[Point-per-instance localization data]

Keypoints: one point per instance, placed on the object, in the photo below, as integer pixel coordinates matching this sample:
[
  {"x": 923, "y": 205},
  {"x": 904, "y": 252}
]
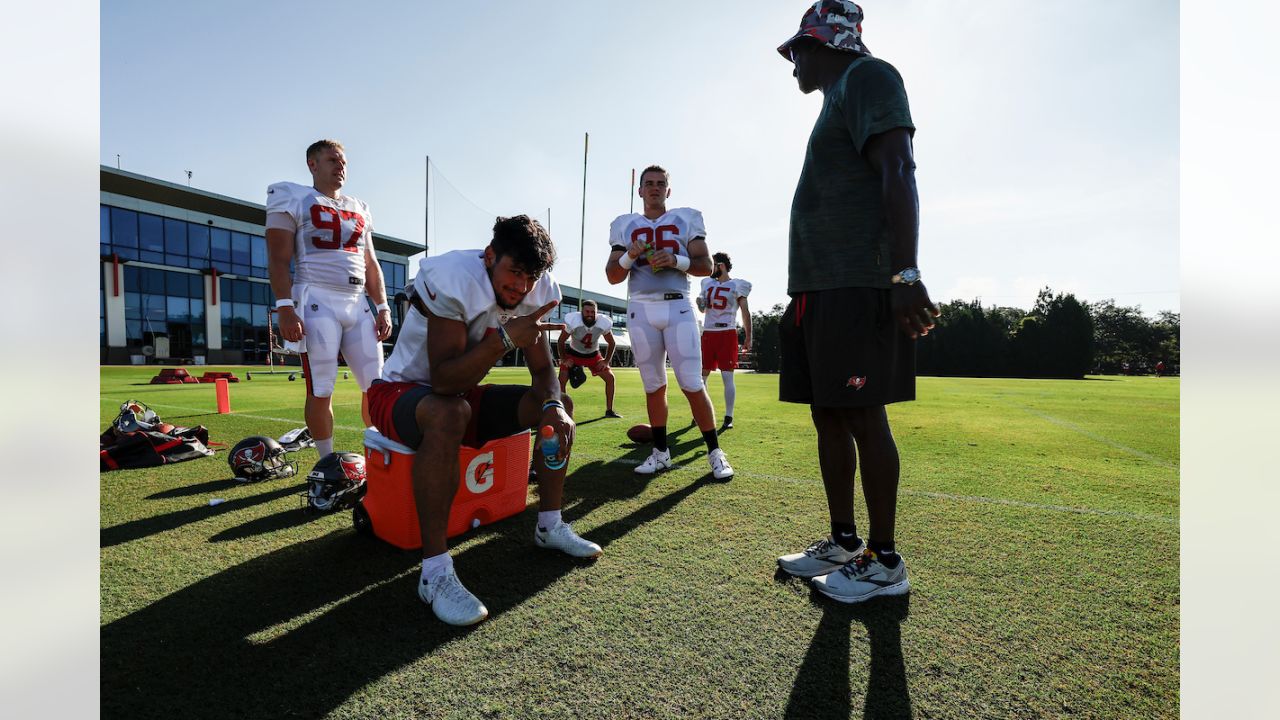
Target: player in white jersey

● **Your task**: No picture belongs in the copy. Print every entry above exactly as it stands.

● **Solution to this problem**:
Keypoints: one point per instance, placed on the object, in the photo below, as integer pixel coordinates matching this sample:
[
  {"x": 923, "y": 205},
  {"x": 904, "y": 252}
]
Target: player in white jersey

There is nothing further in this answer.